▶ [Goal]: Reproduce every item below with each occurrence of "point_to" swapped for "locate_points", leaving everything else unchanged.

▶ [Information supplied]:
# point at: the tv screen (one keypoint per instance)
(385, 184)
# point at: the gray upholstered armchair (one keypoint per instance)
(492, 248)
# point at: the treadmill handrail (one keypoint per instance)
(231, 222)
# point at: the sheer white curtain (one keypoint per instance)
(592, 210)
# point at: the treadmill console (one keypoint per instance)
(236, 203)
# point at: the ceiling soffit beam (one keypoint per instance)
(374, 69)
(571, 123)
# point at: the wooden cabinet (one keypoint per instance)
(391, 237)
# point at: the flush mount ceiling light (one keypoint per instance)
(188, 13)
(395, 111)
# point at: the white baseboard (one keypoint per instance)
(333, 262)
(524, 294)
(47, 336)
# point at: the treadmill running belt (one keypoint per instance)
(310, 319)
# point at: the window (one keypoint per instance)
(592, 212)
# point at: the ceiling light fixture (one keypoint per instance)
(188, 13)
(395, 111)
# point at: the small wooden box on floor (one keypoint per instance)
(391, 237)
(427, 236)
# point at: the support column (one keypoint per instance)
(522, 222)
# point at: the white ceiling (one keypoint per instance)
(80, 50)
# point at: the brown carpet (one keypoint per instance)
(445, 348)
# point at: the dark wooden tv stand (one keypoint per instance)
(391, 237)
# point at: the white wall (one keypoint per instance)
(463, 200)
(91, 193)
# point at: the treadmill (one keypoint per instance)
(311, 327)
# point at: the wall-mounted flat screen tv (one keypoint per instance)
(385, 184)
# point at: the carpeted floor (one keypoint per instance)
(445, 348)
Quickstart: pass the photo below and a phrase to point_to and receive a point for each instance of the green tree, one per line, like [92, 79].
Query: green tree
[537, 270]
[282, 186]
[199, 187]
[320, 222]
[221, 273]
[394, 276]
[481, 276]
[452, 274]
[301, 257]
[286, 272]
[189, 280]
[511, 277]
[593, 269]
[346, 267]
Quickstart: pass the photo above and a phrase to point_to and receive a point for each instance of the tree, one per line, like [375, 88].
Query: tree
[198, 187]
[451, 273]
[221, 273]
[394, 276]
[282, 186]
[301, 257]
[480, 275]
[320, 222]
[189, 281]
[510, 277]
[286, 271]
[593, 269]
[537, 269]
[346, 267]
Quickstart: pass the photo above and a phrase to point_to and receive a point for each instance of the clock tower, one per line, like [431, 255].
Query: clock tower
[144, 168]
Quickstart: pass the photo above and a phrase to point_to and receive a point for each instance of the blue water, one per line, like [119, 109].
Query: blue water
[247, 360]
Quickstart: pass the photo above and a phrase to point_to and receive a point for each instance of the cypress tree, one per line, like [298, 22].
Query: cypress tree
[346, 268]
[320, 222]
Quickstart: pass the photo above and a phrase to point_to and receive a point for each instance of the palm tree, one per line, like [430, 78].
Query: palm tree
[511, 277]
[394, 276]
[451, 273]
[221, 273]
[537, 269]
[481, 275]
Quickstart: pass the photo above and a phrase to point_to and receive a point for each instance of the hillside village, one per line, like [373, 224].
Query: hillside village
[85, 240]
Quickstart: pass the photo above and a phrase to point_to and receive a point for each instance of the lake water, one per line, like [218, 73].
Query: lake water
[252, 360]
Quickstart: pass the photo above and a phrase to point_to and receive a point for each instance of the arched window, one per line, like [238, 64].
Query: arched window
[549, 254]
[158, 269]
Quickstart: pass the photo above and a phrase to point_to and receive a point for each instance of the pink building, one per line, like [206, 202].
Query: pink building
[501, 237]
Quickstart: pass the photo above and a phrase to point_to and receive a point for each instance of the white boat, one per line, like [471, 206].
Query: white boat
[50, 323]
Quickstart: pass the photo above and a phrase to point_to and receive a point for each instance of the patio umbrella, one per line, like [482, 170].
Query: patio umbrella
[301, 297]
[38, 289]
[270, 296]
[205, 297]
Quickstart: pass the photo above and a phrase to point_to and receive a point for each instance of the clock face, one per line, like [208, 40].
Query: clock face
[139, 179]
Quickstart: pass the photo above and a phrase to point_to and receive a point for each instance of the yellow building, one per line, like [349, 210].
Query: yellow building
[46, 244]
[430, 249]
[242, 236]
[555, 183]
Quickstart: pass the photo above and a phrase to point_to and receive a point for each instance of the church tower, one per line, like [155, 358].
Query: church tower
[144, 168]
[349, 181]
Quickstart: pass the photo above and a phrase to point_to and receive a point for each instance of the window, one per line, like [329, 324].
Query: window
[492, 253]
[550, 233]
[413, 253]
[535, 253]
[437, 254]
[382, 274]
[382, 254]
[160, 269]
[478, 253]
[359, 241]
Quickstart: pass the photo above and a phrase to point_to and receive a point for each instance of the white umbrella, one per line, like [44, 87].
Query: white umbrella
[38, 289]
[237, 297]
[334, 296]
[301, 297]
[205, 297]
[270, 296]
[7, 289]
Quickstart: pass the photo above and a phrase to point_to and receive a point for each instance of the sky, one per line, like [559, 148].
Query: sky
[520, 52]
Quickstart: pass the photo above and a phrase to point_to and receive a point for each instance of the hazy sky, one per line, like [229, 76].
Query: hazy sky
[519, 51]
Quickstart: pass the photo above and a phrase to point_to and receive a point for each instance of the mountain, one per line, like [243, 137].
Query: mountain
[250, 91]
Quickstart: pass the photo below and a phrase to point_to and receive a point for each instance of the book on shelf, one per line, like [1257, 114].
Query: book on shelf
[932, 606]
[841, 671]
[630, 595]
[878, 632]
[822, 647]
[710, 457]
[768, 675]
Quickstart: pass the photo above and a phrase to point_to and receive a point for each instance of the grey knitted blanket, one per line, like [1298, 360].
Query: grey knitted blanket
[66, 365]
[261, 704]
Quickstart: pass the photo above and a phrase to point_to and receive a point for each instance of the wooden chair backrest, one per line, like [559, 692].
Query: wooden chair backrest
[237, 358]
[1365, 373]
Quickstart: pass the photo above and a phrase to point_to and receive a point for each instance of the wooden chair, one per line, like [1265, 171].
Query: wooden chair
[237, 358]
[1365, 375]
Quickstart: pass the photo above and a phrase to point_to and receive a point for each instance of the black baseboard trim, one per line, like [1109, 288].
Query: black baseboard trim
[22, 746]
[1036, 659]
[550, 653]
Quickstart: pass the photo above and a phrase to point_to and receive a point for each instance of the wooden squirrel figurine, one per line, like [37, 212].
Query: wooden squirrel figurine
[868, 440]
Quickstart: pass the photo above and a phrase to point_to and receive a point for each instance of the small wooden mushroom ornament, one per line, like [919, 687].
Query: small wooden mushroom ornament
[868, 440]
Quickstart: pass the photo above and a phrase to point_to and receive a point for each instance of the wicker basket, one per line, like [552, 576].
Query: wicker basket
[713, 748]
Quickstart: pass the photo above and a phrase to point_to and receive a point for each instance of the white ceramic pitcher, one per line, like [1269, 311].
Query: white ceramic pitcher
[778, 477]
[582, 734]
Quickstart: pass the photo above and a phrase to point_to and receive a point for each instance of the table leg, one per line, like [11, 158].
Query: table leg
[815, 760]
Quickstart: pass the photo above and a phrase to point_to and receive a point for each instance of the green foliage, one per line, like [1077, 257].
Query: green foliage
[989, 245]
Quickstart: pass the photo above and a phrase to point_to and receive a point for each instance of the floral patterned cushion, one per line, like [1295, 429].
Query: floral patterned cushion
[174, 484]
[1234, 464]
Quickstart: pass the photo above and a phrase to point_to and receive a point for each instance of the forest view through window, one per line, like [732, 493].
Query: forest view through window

▶ [Written response]:
# point at: the tv screen (one keypoint per instance)
(385, 184)
# point at: the gray upholstered armchair (one keypoint per instance)
(492, 248)
# point at: the treadmill handrail (one keypoint per instance)
(231, 222)
# point at: the sheer white curtain (one keypoint per instance)
(592, 210)
# point at: the treadmill console (one keypoint per instance)
(236, 203)
# point at: the ceiling soffit beam (one keypoint per instance)
(374, 69)
(571, 123)
# point at: the wooden cabinet (one keypoint per instance)
(391, 237)
# point at: the flush mount ceiling light (one keypoint per instance)
(188, 13)
(395, 111)
# point at: the white baseboard (one keypoint per instance)
(333, 262)
(524, 294)
(47, 336)
# point at: the treadmill running belt (one keypoint per instance)
(310, 319)
# point at: the window (one keypoint per instance)
(592, 212)
# point at: the ceiling light fixture (one keypoint per instance)
(188, 13)
(395, 111)
# point at: the small wooden box on floor (one keypoint per instance)
(391, 237)
(427, 236)
# point at: the support column (one keypoint per instance)
(522, 222)
# point at: the white ceiling (one keypoint per instance)
(80, 50)
# point at: the brown carpet (one keypoint per instance)
(445, 348)
# point at: the dark wooden tv stand (one keypoint per instance)
(391, 237)
# point at: the white wall (one keypoint per instance)
(463, 200)
(91, 193)
# point at: the treadmill (one keypoint per instance)
(311, 327)
# point at: the wall-mounted flat screen tv (one keypoint per instance)
(385, 184)
# point at: the carpeted floor (one keypoint per instance)
(445, 348)
Quickstart: pass the photo below and a phrase to locate_points and receive a point for each instance of the green tree, one per line, like [92, 79].
Query: green tree
[537, 270]
[282, 186]
[199, 187]
[320, 222]
[221, 273]
[394, 276]
[481, 276]
[452, 274]
[301, 257]
[286, 272]
[189, 280]
[511, 277]
[593, 269]
[346, 267]
Quickstart: pass the photo above and a phrase to locate_points and receive a point for each instance of the tree, one per line, like [375, 88].
Query: tree
[198, 187]
[451, 273]
[221, 273]
[394, 276]
[282, 186]
[301, 257]
[480, 275]
[320, 222]
[189, 281]
[510, 277]
[286, 271]
[593, 269]
[537, 269]
[346, 267]
Quickstart: pass the photo above and a phrase to locate_points and receive a point for each instance of the clock tower, one per line, like [431, 255].
Query: clock tower
[144, 168]
Quickstart: pass the photo above and a phrase to locate_points and receive a point for each instance of the blue water, one per line, like [119, 109].
Query: blue water
[247, 360]
Quickstart: pass the photo above and a phrase to locate_points and receive a point for each instance of the cypress tree, one per line, like [298, 22].
Query: cypress tree
[346, 268]
[320, 222]
Quickstart: pass the photo above and a phrase to locate_points and receive a point for each instance of the palm tree, one per line, like [430, 78].
Query: palm tree
[511, 277]
[394, 276]
[451, 273]
[221, 273]
[537, 269]
[481, 275]
Quickstart: pass the photo above and a phrase to locate_points and receive a point for each instance of the hillside village, one per line, like [373, 224].
Query: hillside village
[85, 240]
Quickstart: pass the photo above and a phrase to locate_points and receive a point for each instance of the lake water, one per line, like [218, 73].
Query: lake water
[252, 360]
Quickstart: pass the photo above and a phrase to locate_points and receive a point for each instance of the arched window, one per line, like [238, 64].
Query: arched window
[549, 254]
[158, 269]
Quickstart: pass the photo above and a phrase to locate_points and receive a point for each instance of the pink building, one per line, like [206, 202].
Query: pink building
[501, 237]
Quickstart: pass the photo above and a phrase to locate_points and receive a point for each instance of the white boat, one per line, like [471, 206].
Query: white boat
[50, 323]
Quickstart: pass the photo above and a phrase to locate_points and receive a point for each instance of the patio umbrella, one per line, like [482, 170].
Query: patio umbrella
[301, 297]
[38, 289]
[270, 296]
[205, 297]
Quickstart: pass the photo above and a phrase to locate_points and receive a point for each instance of the clock face, one per line, like [208, 40].
Query: clock face
[139, 179]
Quickstart: pass the photo above and a phrase to locate_points and receive a point for each instance of the yellow building, one per line, like [349, 210].
Query: yellow building
[46, 244]
[430, 249]
[242, 236]
[555, 183]
Quickstart: pass the photo above and a phrase to locate_points and receive a point for each instance of the church tower, one per line, like [155, 358].
Query: church tower
[144, 168]
[349, 181]
Quickstart: pass the photo above and a phrase to locate_points and receive a point for each instance of the window, one per line, like [329, 324].
Query: window
[492, 253]
[550, 233]
[413, 253]
[535, 253]
[437, 254]
[382, 274]
[382, 254]
[160, 269]
[478, 253]
[359, 241]
Quickstart: pass the photo above and a phrase to locate_points and receive a point for each instance of the white umbrella, one per line, like [44, 87].
Query: white umbrella
[38, 289]
[237, 297]
[334, 296]
[301, 297]
[205, 297]
[270, 296]
[7, 289]
Quickstart: pass the photo above and a phrase to locate_points and receive a point for each instance of the sky, one per line, like [559, 148].
Query: sky
[520, 52]
Quickstart: pass the photo above and a phrase to locate_points and receive a point for each instance of the hazy sky, one per line, like [229, 76].
Query: hazy sky
[519, 51]
Quickstart: pass the photo above and a phrase to locate_points and receive a point for each instance of the mountain, one per line, like [243, 137].
Query: mountain
[250, 91]
Quickstart: pass the photo below and a phrase to locate_points and receive a point for each instance of the book on shelf, one per line, like [1257, 114].
Query: book on shelf
[932, 606]
[841, 671]
[630, 595]
[878, 632]
[822, 647]
[710, 457]
[768, 675]
Quickstart: pass the photo above and a phrase to locate_points and receive a point for each instance of the grey knitted blanket, one per line, like [1298, 360].
Query: grey knitted blanket
[66, 365]
[261, 704]
Quickstart: pass the photo above and a phrase to locate_points and receive a point for each instance of the wooden chair backrest, one per line, like [559, 692].
Query: wooden chair backrest
[237, 358]
[1365, 373]
Quickstart: pass the photo above and a phrase to locate_points and receive a point for each instance of the wooden chair, one per line, like [1265, 171].
Query: wooden chair
[237, 358]
[1365, 375]
Quickstart: pass the photo above and a phrase to locate_points and receive a point for each instance of the black baseboard trim, one per line, like [1109, 288].
Query: black baseboard trim
[22, 746]
[1036, 659]
[550, 653]
Quickstart: pass the photo above and a phrase to locate_points and receive a point for each instance of the wooden squirrel figurine, one per line, like [37, 212].
Query: wooden squirrel figurine
[868, 440]
Quickstart: pass the photo above and a phrase to locate_points and receive a point for each instance of the small wooden mushroom ornament, one per line, like [919, 687].
Query: small wooden mushroom ornament
[868, 440]
Quickstart: pass the photo above and a phrase to locate_points and receive a point for each instance of the wicker basket, one per line, like [552, 576].
Query: wicker basket
[713, 748]
Quickstart: pass the photo above and a phrase to locate_points and receive a point for each instance of the white ceramic pitcher, one per line, like [1269, 311].
Query: white ceramic pitcher
[778, 477]
[582, 734]
Quickstart: pass the photo above and a phrase to locate_points and receive a point for each instance of the table leg, one per line, like [11, 158].
Query: table leg
[815, 760]
Quickstart: pass the photo above and a phrase to locate_points and receive a point for each instance of the green foliage, one per line, like [1077, 257].
Query: green foliage
[989, 245]
Quickstart: pass the photo above and a phrase to locate_points and receive a point for each instance of the floral patterned cushion, one per line, like [1295, 429].
Query: floral patterned cushion
[174, 484]
[1234, 464]
Quickstart: pass the photo above and a phrase to locate_points and receive a point for each instance of the forest view through window, one per line, like [732, 493].
Query: forest view through window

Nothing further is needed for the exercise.